── DATA SECTION ──

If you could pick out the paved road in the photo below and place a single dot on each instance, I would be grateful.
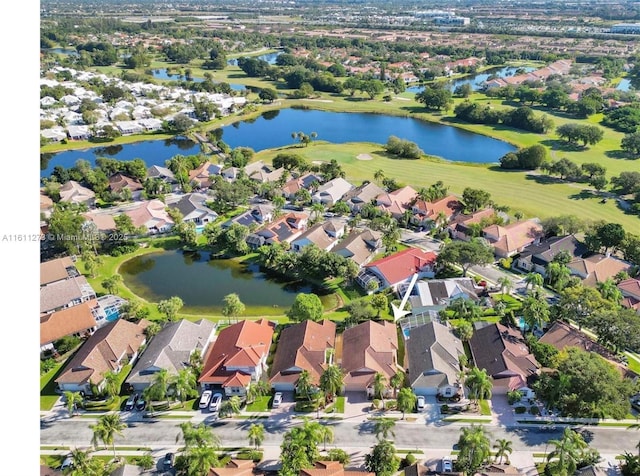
(162, 433)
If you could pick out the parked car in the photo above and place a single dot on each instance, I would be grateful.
(131, 402)
(216, 401)
(277, 399)
(168, 460)
(205, 398)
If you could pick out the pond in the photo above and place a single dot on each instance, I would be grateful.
(153, 152)
(202, 283)
(163, 74)
(274, 128)
(477, 80)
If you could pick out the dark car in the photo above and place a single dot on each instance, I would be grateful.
(168, 460)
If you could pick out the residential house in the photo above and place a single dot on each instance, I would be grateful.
(58, 269)
(65, 293)
(508, 240)
(502, 352)
(203, 176)
(151, 215)
(332, 468)
(77, 321)
(360, 196)
(562, 335)
(193, 208)
(367, 349)
(238, 357)
(433, 360)
(360, 246)
(398, 268)
(306, 346)
(398, 202)
(536, 257)
(630, 289)
(439, 212)
(109, 349)
(235, 467)
(319, 235)
(283, 230)
(73, 192)
(437, 294)
(597, 268)
(170, 349)
(332, 191)
(118, 183)
(463, 227)
(164, 174)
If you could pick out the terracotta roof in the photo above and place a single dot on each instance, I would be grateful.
(302, 347)
(244, 344)
(597, 268)
(103, 351)
(502, 352)
(368, 348)
(56, 270)
(73, 320)
(403, 264)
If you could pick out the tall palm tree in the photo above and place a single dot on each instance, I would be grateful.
(256, 434)
(503, 448)
(331, 381)
(72, 400)
(326, 432)
(304, 385)
(108, 426)
(474, 447)
(379, 385)
(383, 427)
(479, 384)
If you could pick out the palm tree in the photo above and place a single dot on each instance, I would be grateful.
(474, 447)
(379, 385)
(479, 384)
(503, 448)
(256, 434)
(108, 426)
(331, 381)
(73, 399)
(406, 400)
(383, 427)
(327, 435)
(304, 385)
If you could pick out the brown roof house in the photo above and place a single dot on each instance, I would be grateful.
(238, 357)
(503, 353)
(108, 350)
(511, 239)
(367, 349)
(306, 346)
(77, 321)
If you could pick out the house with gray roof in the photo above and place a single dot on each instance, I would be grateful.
(433, 354)
(171, 349)
(193, 208)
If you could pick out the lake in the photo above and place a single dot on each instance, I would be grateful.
(202, 283)
(477, 80)
(274, 128)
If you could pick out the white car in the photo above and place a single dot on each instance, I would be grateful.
(204, 399)
(277, 399)
(216, 400)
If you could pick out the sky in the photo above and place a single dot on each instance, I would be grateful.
(20, 217)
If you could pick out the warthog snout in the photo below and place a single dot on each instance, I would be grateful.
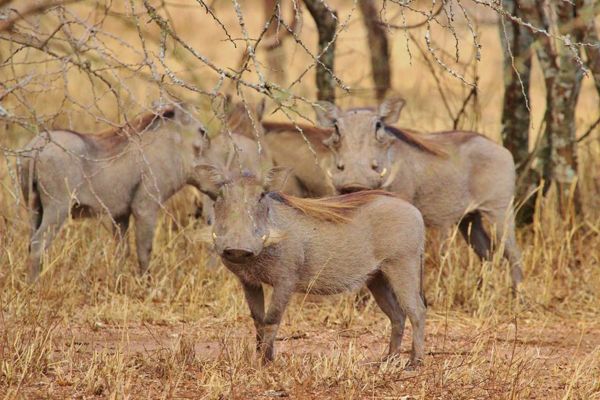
(352, 188)
(238, 256)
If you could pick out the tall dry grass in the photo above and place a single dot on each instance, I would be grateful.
(92, 329)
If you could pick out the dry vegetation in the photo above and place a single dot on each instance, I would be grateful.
(92, 329)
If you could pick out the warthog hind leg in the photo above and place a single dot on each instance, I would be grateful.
(120, 230)
(386, 300)
(145, 224)
(504, 223)
(402, 276)
(52, 219)
(471, 227)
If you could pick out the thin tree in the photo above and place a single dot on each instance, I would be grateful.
(378, 48)
(326, 22)
(516, 42)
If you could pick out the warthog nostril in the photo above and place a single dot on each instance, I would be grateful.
(237, 255)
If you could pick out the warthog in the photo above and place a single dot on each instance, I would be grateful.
(233, 152)
(130, 170)
(320, 246)
(451, 177)
(287, 148)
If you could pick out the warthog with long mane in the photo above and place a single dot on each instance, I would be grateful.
(133, 169)
(321, 246)
(451, 177)
(287, 148)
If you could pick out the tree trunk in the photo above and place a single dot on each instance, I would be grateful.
(516, 42)
(562, 77)
(276, 52)
(565, 93)
(326, 22)
(378, 47)
(587, 11)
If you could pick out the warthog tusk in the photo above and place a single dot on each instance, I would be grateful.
(392, 175)
(203, 235)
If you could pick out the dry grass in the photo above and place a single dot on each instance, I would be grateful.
(92, 329)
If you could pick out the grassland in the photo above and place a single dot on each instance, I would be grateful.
(92, 329)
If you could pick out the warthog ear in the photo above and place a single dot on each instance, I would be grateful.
(389, 110)
(327, 113)
(276, 178)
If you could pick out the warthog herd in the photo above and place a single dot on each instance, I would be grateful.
(270, 205)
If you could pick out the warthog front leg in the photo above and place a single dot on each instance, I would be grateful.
(404, 277)
(145, 224)
(279, 301)
(386, 300)
(256, 302)
(120, 230)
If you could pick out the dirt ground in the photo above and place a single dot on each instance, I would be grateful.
(499, 357)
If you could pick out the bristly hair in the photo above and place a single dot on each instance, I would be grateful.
(420, 143)
(140, 123)
(336, 209)
(113, 137)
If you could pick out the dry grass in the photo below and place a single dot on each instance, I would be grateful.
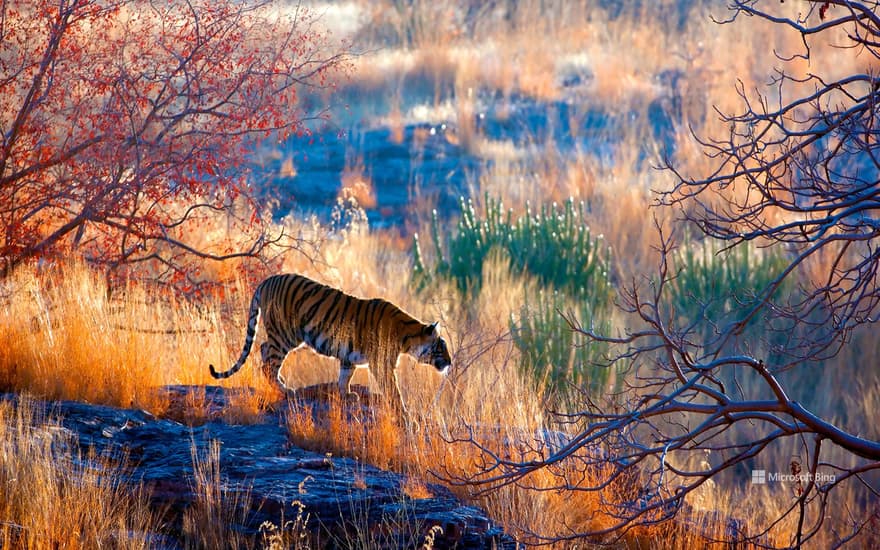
(62, 337)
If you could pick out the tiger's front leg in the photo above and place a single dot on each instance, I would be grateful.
(346, 373)
(387, 375)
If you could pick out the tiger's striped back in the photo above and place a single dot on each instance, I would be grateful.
(296, 310)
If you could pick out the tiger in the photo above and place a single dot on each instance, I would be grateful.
(297, 311)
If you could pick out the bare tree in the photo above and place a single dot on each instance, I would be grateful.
(801, 174)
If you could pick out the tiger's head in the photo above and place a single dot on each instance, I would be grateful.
(430, 348)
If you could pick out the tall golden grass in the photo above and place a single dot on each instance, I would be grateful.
(62, 337)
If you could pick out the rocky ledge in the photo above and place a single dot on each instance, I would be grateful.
(347, 503)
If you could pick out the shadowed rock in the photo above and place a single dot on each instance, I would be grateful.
(345, 500)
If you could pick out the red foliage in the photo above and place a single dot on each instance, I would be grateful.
(124, 124)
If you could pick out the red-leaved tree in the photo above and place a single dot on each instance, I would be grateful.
(125, 125)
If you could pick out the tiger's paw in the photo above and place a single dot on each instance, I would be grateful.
(351, 397)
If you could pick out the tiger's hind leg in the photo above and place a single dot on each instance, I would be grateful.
(273, 358)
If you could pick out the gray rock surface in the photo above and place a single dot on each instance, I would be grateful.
(345, 500)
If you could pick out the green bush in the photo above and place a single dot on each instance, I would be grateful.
(552, 352)
(720, 286)
(554, 245)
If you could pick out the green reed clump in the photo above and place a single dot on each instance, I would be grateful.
(721, 286)
(554, 354)
(554, 245)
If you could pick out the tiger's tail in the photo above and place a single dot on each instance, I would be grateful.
(253, 319)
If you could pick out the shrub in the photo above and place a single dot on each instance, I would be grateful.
(555, 355)
(712, 283)
(554, 245)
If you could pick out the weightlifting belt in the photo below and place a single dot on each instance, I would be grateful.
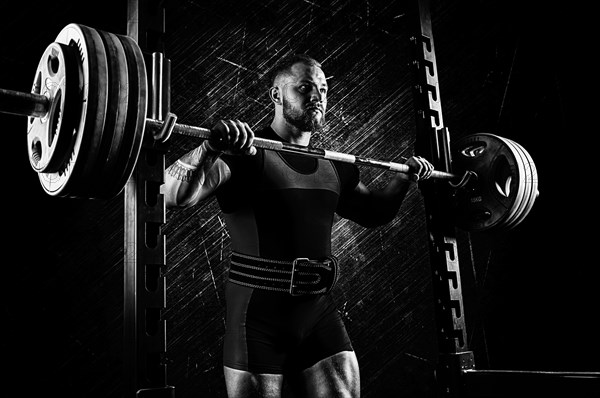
(300, 276)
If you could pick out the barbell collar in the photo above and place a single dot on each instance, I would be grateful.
(24, 104)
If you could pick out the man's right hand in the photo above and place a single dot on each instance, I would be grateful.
(232, 137)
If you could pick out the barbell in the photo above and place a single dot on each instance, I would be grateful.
(86, 121)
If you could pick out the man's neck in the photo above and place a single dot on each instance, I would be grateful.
(290, 133)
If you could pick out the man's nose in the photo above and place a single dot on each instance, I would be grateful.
(316, 95)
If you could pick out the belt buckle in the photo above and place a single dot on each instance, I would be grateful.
(294, 274)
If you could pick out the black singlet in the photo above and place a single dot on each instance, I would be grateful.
(281, 206)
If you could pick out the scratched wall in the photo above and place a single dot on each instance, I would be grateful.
(529, 294)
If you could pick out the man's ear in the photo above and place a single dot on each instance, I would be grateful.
(275, 95)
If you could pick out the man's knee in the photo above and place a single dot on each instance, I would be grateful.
(336, 376)
(242, 384)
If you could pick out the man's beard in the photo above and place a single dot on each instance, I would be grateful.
(302, 120)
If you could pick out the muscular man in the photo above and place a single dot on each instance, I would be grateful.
(279, 210)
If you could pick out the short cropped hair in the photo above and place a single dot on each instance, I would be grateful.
(284, 66)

───

BRIEF:
Each line from the one containing "If you could pick out the muscular" to the final line above should be written out exactly; please omit the others.

ANSWER BOX:
If you could pick out the muscular man in the photo above and place a single dot on each instance, I would be grateful.
(279, 210)
If you could pick out the short cropped hair in the photo above and place a single dot on each instance, I would be grateful.
(284, 66)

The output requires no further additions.